[ITEMS start]

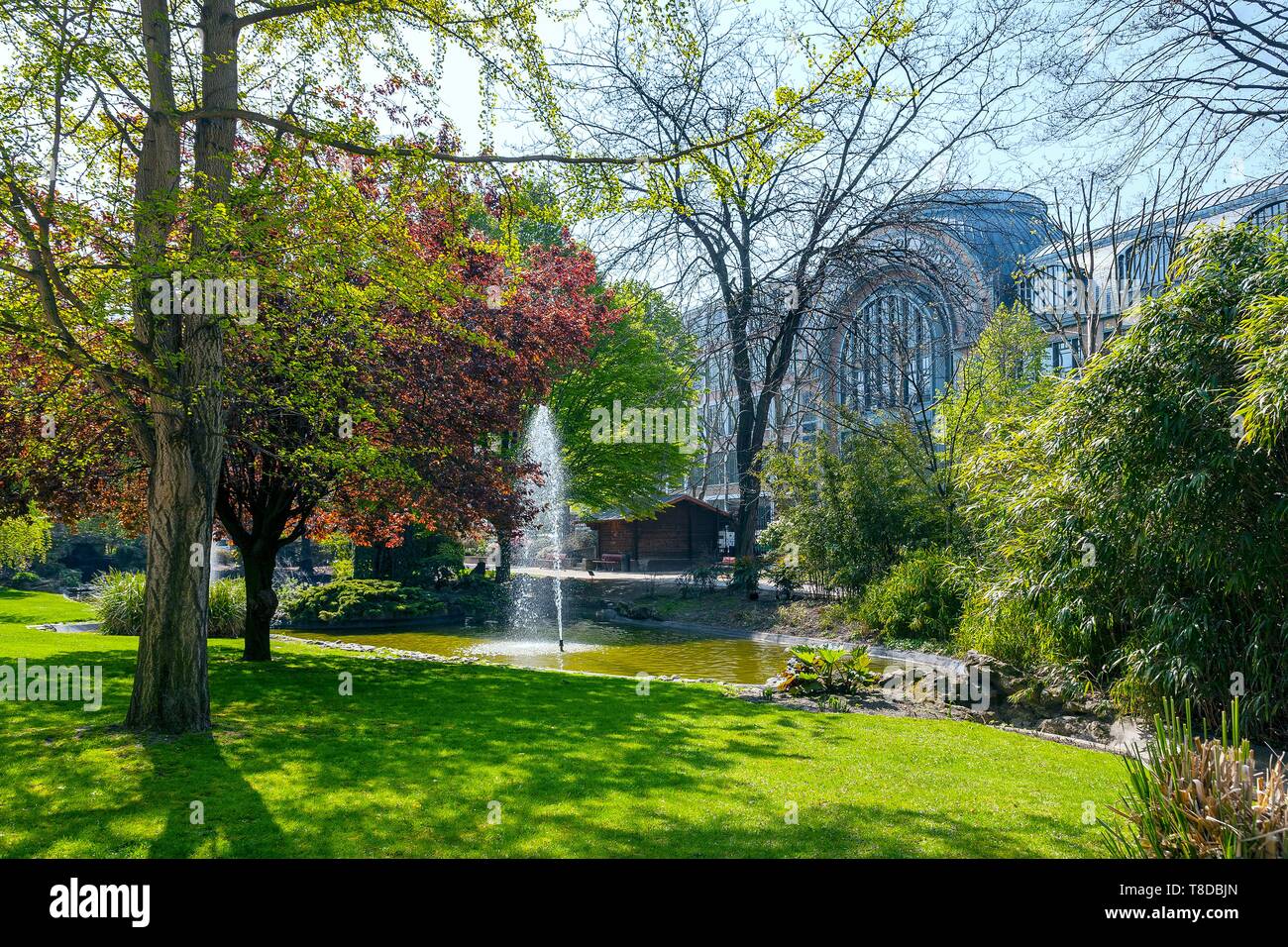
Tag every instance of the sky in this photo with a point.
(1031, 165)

[ITEMS end]
[ITEMS start]

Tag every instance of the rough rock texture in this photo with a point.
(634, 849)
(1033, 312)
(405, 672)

[ITEMS end]

### EXERCISE DESCRIPTION
Turn the lines starting with the one that contains "Tag every instance of the sky" and going on through the one that contains "(1031, 165)" into a numbered list, leaving out any blank lines.

### THE ANSWER
1. Tag every instance of the sky in this photo with a point.
2. (1031, 165)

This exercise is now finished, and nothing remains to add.